Each line of the data should be duplicated precisely.

• _INPUT FOR THIS TASK_:

++++++++

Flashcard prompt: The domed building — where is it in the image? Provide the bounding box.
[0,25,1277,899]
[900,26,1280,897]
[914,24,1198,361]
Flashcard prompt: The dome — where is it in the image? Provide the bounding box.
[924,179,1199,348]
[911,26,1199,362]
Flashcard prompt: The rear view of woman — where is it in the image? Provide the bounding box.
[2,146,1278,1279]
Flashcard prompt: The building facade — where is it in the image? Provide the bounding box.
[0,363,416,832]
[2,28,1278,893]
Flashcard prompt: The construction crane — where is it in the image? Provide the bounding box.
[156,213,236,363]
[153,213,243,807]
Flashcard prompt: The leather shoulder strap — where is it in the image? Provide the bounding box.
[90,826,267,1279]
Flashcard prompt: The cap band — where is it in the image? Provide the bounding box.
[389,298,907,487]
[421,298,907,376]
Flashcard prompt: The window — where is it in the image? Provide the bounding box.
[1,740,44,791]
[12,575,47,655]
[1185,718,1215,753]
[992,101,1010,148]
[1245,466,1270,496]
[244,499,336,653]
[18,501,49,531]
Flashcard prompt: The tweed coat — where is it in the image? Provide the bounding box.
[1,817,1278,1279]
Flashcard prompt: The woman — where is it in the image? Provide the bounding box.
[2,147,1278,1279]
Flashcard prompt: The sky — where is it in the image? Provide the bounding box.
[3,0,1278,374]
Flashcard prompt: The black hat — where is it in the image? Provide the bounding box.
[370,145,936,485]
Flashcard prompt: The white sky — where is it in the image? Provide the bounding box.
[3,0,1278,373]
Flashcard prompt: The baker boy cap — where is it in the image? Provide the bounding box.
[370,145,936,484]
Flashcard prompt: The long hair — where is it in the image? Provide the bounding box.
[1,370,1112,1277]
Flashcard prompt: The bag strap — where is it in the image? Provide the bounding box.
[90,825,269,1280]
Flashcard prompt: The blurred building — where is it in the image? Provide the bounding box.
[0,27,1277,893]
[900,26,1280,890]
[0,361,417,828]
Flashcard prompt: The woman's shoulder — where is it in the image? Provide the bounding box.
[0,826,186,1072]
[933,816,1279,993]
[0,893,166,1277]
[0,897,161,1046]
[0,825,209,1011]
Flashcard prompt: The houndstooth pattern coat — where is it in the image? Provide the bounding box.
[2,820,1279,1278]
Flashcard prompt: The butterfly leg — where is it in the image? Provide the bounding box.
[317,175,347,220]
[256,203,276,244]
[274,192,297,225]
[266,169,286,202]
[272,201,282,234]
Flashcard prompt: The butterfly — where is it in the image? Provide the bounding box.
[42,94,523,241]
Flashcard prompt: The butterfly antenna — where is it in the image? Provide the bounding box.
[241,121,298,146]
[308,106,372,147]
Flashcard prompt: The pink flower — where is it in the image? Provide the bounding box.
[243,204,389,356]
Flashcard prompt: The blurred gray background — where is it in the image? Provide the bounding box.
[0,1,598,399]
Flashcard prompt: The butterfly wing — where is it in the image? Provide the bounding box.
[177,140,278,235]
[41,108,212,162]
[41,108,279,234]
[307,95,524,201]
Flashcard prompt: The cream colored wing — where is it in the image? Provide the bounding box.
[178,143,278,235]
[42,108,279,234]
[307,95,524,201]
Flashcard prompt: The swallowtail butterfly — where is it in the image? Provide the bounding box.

++++++++

• _COMPLETED TASK_:
Flashcard prompt: The domed building — where is it in the image? Provide the bounding box.
[0,25,1277,899]
[900,26,1280,897]
[914,24,1198,361]
Flashcard prompt: The dome — where is it in the image? Provide the bounding box.
[924,179,1199,348]
[911,26,1199,362]
Flashcard prompt: The rear view of woman — where is it in the image? Provide the bounding box.
[2,146,1278,1279]
Flashcard prompt: The building facade — where is it in the image? Provide the bounding box.
[0,363,416,832]
[2,28,1278,893]
Flashcard prompt: The construction crane — where is it in the image? Provide the bounding box.
[156,213,236,363]
[153,213,243,807]
Flashcard prompt: The leather shoulder strap — where is it in the image? Provide the bounding box.
[90,826,267,1279]
Flashcard prompt: The cap band — where is it in the image? Provide the bounding box.
[389,298,907,487]
[421,298,907,376]
Flashcard prompt: The window — where is it in the image? Provide the bounding box.
[1,740,44,791]
[12,575,47,655]
[1185,718,1215,753]
[992,101,1010,148]
[1245,466,1270,496]
[244,499,336,653]
[18,501,49,531]
Flashcard prompt: The tweed coat — where is it in the image? Provide the bounding box.
[1,817,1278,1279]
Flashcard prompt: The woman — where is it in the image? Provide the bounding box.
[2,147,1278,1279]
Flashcard prompt: The sky — where is it in the image? Provide the bounding box.
[3,0,1278,374]
Flashcard prompt: The black hat — where is it in the image? Provide the bounding box.
[370,145,936,485]
Flashcard prompt: The white sky — where is it in the image? Provide the bounding box.
[3,0,1278,373]
Flashcard prompt: The baker boy cap — where is it in the image? Provide the bounding box.
[370,145,936,484]
Flashcard prompt: The long hair — where is it in the image? Provide the bounding box.
[1,370,1112,1277]
Flashcard prompt: The bag strap — where is it in the image? Provide the bounding box.
[90,825,269,1280]
Flashcard prompt: The blurred building — where is it in the image? Provide the bounding box.
[0,27,1277,893]
[900,26,1280,890]
[0,361,417,828]
Flashcard prompt: The woman's shoulder — where is it in the image? Provide the bounding box.
[0,826,186,1072]
[933,816,1279,993]
[0,893,166,1277]
[0,897,161,1046]
[0,825,209,1011]
Flashcard prompt: The houndstooth pattern coat — where is it in the image? Provide the bounding box.
[2,820,1279,1278]
Flashcard prompt: The butterfly leg — where is it in the image? Provide the bounding box.
[317,175,347,220]
[256,203,276,244]
[274,192,297,225]
[266,169,286,202]
[272,201,282,234]
Flashcard prompt: The butterfly — where is it in the image? Provide the bounding box.
[42,94,523,241]
Flashcard prompt: The butterfly antenna — where is it in the image? Provide the bounding box.
[241,121,298,146]
[308,106,372,147]
Flashcard prompt: The pink flower — where is it in the image? Provide the bounding box.
[243,204,389,356]
Flashcard prompt: The blurred gray background — where is it in the image? Provide the bounding box.
[0,1,598,399]
Flashcard prompt: The butterfly wing — where is it in the image? Provide the bounding box.
[177,140,278,235]
[41,108,212,162]
[41,108,279,234]
[307,95,524,201]
Flashcard prompt: The cream colored wing — where is it in the image? Provide the bounding box.
[178,143,278,235]
[42,108,279,234]
[307,95,524,201]
Flashcard prompt: The swallowtail butterfly — where is it in the image? Provide the bounding box.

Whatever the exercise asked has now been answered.